**INSTRUCTION**
Keep the wording of each record exactly the same when you repeat it, and leave out pictures.

**DATA LINES**
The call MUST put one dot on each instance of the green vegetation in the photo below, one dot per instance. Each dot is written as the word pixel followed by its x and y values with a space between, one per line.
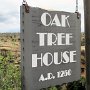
pixel 10 73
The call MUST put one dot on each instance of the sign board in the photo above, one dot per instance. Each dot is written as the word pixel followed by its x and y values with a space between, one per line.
pixel 50 48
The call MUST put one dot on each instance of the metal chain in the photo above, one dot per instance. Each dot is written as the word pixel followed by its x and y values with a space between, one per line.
pixel 76 5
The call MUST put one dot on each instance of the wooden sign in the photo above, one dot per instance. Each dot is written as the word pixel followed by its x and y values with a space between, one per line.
pixel 50 48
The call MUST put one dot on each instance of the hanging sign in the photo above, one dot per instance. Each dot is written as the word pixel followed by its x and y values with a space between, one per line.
pixel 50 48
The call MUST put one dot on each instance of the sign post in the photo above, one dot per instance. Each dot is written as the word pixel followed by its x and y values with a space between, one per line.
pixel 50 47
pixel 87 36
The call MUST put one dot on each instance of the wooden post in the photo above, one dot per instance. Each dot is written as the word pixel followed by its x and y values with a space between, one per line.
pixel 87 36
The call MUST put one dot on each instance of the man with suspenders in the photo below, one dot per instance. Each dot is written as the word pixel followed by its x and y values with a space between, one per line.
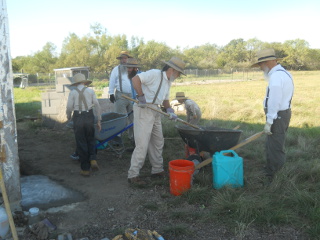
pixel 81 102
pixel 152 88
pixel 119 85
pixel 277 106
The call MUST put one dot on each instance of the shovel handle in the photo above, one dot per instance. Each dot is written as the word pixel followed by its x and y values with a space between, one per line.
pixel 244 142
pixel 159 111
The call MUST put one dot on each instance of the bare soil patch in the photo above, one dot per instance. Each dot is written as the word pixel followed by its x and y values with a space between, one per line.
pixel 110 204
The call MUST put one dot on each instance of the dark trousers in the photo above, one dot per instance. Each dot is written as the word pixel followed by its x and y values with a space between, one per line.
pixel 275 143
pixel 83 124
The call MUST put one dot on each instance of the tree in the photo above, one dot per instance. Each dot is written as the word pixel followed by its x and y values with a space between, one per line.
pixel 234 53
pixel 76 52
pixel 297 53
pixel 43 61
pixel 252 46
pixel 152 53
pixel 202 57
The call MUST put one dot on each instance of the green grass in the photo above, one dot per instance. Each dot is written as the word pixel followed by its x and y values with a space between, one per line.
pixel 292 199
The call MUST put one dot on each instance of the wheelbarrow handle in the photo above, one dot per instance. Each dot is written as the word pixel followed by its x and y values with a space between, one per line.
pixel 159 111
pixel 244 142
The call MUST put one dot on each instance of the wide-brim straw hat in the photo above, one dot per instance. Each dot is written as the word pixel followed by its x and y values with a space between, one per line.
pixel 177 64
pixel 132 62
pixel 180 96
pixel 124 53
pixel 265 55
pixel 80 78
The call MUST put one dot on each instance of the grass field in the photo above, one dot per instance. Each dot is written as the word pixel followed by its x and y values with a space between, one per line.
pixel 293 197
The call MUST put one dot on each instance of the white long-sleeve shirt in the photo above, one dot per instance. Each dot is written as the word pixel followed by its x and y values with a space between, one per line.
pixel 150 81
pixel 192 108
pixel 89 97
pixel 114 83
pixel 280 89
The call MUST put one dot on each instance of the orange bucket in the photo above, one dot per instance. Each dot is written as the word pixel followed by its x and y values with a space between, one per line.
pixel 180 172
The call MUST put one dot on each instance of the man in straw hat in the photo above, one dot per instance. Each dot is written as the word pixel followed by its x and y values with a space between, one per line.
pixel 153 88
pixel 192 108
pixel 277 106
pixel 81 102
pixel 119 85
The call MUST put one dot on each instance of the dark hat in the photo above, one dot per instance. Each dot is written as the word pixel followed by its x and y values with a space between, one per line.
pixel 124 53
pixel 80 78
pixel 180 96
pixel 265 55
pixel 132 62
pixel 177 64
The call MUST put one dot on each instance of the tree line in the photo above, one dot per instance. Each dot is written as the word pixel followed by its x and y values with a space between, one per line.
pixel 98 50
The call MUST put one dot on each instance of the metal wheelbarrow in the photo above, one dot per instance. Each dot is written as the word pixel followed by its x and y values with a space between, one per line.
pixel 112 125
pixel 209 139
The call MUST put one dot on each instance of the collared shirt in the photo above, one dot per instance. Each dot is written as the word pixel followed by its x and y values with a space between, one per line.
pixel 191 107
pixel 150 81
pixel 280 92
pixel 114 83
pixel 90 98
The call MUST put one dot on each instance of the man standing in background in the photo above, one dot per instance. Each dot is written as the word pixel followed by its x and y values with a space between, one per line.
pixel 277 106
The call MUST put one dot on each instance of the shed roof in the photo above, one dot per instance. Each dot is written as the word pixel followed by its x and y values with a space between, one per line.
pixel 71 68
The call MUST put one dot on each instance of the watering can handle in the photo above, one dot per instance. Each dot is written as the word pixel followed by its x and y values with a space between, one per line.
pixel 244 142
pixel 159 111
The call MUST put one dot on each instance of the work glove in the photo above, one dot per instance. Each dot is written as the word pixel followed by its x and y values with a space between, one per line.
pixel 142 101
pixel 267 129
pixel 172 115
pixel 112 98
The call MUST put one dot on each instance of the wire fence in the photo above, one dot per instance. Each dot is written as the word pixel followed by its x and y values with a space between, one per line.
pixel 48 79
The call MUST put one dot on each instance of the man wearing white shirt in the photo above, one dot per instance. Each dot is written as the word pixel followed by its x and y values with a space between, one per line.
pixel 153 88
pixel 277 106
pixel 119 85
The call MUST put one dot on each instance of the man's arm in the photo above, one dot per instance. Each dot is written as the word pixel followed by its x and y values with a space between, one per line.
pixel 137 85
pixel 166 104
pixel 112 82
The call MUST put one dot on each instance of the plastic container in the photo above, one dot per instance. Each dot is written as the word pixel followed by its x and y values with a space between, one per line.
pixel 180 172
pixel 34 215
pixel 4 223
pixel 189 150
pixel 227 170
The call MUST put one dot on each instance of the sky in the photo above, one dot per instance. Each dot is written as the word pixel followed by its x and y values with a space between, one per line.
pixel 177 23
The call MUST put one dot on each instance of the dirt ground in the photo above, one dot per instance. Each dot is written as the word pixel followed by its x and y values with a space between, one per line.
pixel 110 204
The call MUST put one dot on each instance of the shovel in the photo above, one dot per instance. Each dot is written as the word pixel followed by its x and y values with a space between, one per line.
pixel 166 114
pixel 244 142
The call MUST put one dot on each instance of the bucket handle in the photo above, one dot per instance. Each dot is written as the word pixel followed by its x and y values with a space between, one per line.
pixel 225 152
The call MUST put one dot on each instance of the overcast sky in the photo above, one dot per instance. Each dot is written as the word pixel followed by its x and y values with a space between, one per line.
pixel 183 23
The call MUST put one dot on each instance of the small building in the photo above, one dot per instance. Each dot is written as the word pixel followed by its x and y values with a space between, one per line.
pixel 64 77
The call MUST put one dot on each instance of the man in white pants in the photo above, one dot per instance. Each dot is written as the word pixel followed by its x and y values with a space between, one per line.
pixel 119 85
pixel 153 88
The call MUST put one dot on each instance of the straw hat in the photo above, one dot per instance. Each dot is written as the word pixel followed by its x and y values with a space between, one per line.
pixel 177 64
pixel 132 62
pixel 124 53
pixel 180 96
pixel 265 55
pixel 80 78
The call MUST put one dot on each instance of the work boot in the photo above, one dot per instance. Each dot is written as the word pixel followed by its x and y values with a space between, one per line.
pixel 74 156
pixel 94 165
pixel 159 175
pixel 136 181
pixel 85 173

**FINAL RESULT**
The call MUST put one dot on each instance of the green vegetation in the photo below, one dot per instance. Each dot is written as the word pixel followed by its x and y values with a space between, one per line.
pixel 10 73
The call MUST put one dot on each instance of the sign board in the photo above, one dot per instance. Each dot is written as the word pixel followed by its x and y values with a space between, one per line.
pixel 50 48
The call MUST put one dot on each instance of the metal chain in the photo above, one dot per instance. Each dot is written as the word pixel followed by its x and y values with a space between, one per line.
pixel 76 5
The call MUST put one dot on each instance of the wooden sign in the photo above, one dot per instance. Each dot is written as the word pixel followed by its x and y values with a space between, one per line.
pixel 50 48
The call MUST put one dot on each instance of the hanging sign in the photo above, one dot per instance. Each dot is written as the word pixel followed by its x and y values with a space between, one per line.
pixel 50 48
The call MUST put one dot on each instance of the sign post in the photo above, one dot per instance. Each dot is written as the word pixel followed by its x and y values with a space between, one per line.
pixel 50 47
pixel 87 36
The call MUST put one dot on each instance of the wooden post in the photo above, one dot per instance. Each dot is written as the word pixel followed by its x and y values with a space between, one per line.
pixel 87 36
The call MUST put one dot on each instance of the man with suspenders in the photo below, one dot per instance. Each dot is written as the word pixel followed by its x and y values with a space between, one per line.
pixel 81 102
pixel 152 88
pixel 119 85
pixel 277 106
The call MUST put one dot on each instance of the shovel handle in the photo above, one dot per instance. Each dot is written as the word pixel followed by its x and y values with a space between, one per line.
pixel 244 142
pixel 159 111
The call MUST put one dot on each instance of the bare soil patch in the photo above, one dot per instance. Each dot is written as the word pixel followed by its x and y values with a space between, one per line.
pixel 110 204
The call MUST put one dot on each instance of the dark trousers in the photo above, one dot per instance. Each dot is written as the word pixel followed by its x and y values with a space between, one per line.
pixel 275 143
pixel 83 124
The call MUST put one dot on each instance of the tree in the photo above, one dot per instance. Each dot is written as the word pixel followed by its x and y values with a space between, one per line.
pixel 234 53
pixel 76 52
pixel 297 53
pixel 43 61
pixel 252 46
pixel 152 53
pixel 202 57
The call MUST put one dot on each instance of the green grass in the photo above, one dot per instance. Each dot is written as the word pixel followed by its x and y values with a space between, one per line.
pixel 292 199
The call MUST put one dot on each instance of the wheelbarrow handle in the photo above, one dot per instance. Each dot is written as the word pixel followed by its x and y values with a space between, one per line.
pixel 159 111
pixel 244 142
The call MUST put one dot on each instance of the wide-brim straw hat in the photo above, one dot per instance. Each dot is written as the word pixel followed by its x and y values with a space between, one per line.
pixel 177 64
pixel 132 62
pixel 180 96
pixel 124 53
pixel 265 55
pixel 80 78
The call MUST put one dot on each instance of the grass field in the photo above, one dot per instance. Each dot is written as the word pixel followed by its x and y values with a space between, one per line.
pixel 293 197
The call MUST put one dot on each instance of the white long-sleeve shirt in the photo above, one dot per instance. Each dot is written as the word pixel followed by its x and y values with a space between, one per line.
pixel 150 81
pixel 192 108
pixel 89 97
pixel 114 83
pixel 280 89
The call MUST put one dot on each instance of the orange bucket in the photo above, one dot per instance. Each dot is written as the word pixel followed by its x and y values with a space between, one per line.
pixel 180 172
The call MUST put one dot on each instance of the man in straw hat in the photo above, one dot per instance. Each dot is written as the word pixel followed by its x and y values with a space between, one per line.
pixel 153 88
pixel 192 108
pixel 277 106
pixel 81 102
pixel 119 85
The call MUST put one dot on each instance of the dark hat in the photo above, one dot per instance. Each dot is written as the word pixel followed by its x and y values with a space between, one per line.
pixel 124 53
pixel 80 78
pixel 180 96
pixel 265 55
pixel 132 62
pixel 177 64
The call MUST put one dot on each instance of the tree line in the photo above, one dot per instance. Each dot is written as the word pixel followed by its x and y values with a space between, one per line.
pixel 98 50
The call MUST put one dot on each instance of the metal wheelbarrow in the photo above, one dot per instance. Each dot is written as the word pixel followed by its x and y values with a space between, one per line.
pixel 112 125
pixel 209 139
The call MUST put one dot on each instance of the collared shirt in the photo above, one dot per instance. Each dot is written as the word pixel followed by its x and y values with a space between, one per line.
pixel 191 107
pixel 150 81
pixel 280 92
pixel 114 83
pixel 90 98
The call MUST put one dot on each instance of the man standing in background in the photo above, one dot per instance. Each dot is written as the word pixel followed by its x and y values with a space between, one per line.
pixel 277 106
The call MUST put one dot on each instance of the shed roof in the photo above, one dot per instance. Each dot is written as the word pixel followed by its x and y values with a space between, one per line.
pixel 71 68
The call MUST put one dot on each instance of the watering can handle in the photo above, one dot per instance. Each dot is written as the word pixel followed by its x and y values with a space between, one per line.
pixel 244 142
pixel 159 111
The call MUST put one dot on each instance of the work glove in the photo above, one dot per instance. Each dot is written as the word pixel followed by its x and y values with a space between, one per line.
pixel 142 101
pixel 267 129
pixel 172 115
pixel 112 98
The call MUST put one dot on each instance of the wire fence in the photo above, one dot per instance. Each dot is written as the word pixel followed by its x and y values with a space between, one per line.
pixel 48 79
The call MUST put one dot on each instance of the man wearing white shirt in the photo above, one dot per instance. Each dot is written as the word pixel followed by its x and y values with a space between, one per line.
pixel 153 88
pixel 277 106
pixel 119 85
The call MUST put one dot on each instance of the man's arm in the photo above, one dot per instance. Each dot is written as the word pixel followed by its x and y values with a space between, one per line.
pixel 137 85
pixel 166 104
pixel 112 82
The call MUST put one dot on each instance of the plastic container in the photo above, one dot per instance. Each dot is written as the word pixel followed by its x and y values with a space between, one per line.
pixel 180 172
pixel 34 215
pixel 4 223
pixel 189 150
pixel 227 170
The call MUST put one dot on each instance of the sky in the photo above, one dot per instance. Each dot is written as the word pixel followed by its x and y values with a space between, one per line.
pixel 177 23
The call MUST put one dot on each instance of the dirt ground in the photo above, one dot per instance. Each dot is written as the word pixel followed by its x and y values with a space between, one per line.
pixel 110 204
The call MUST put one dot on each instance of the shovel in the photo above, one dot per instance. Each dot is written as the word pixel followed by its x and y values with a space between, one per line.
pixel 166 114
pixel 244 142
The call MUST put one dot on each instance of the bucket handle in the photo above, one dot per instance. Each dot is written as the word pixel followed by its x and y values with a space between, one per line.
pixel 225 152
The call MUST put one dot on each instance of the overcast sky in the photo above, one dot per instance. Each dot is written as the word pixel followed by its x and y values with a space between, one per line.
pixel 183 23
The call MUST put one dot on each instance of the small building in the photo above, one dot per instance. Each dot is written as the word pixel followed by its x and y values with a space between, one per line.
pixel 64 77
The call MUST put one dot on each instance of the man in white pants in the photo above, one dot per instance. Each dot is written as the word pixel followed by its x and y values with a space between, one per line.
pixel 119 85
pixel 153 88
The call MUST put one dot on each instance of the straw hat in the photo above, one dot per instance. Each dot is written as the word pixel followed by its x and y values with a space between, one per line.
pixel 177 64
pixel 132 62
pixel 124 53
pixel 180 96
pixel 265 55
pixel 80 78
The call MUST put one dot on each instance of the work boot in the photo above, one dot per instance. Each dot is written as the word pixel followed by its x and y values with a space between, one per line.
pixel 74 156
pixel 94 165
pixel 159 175
pixel 136 181
pixel 85 173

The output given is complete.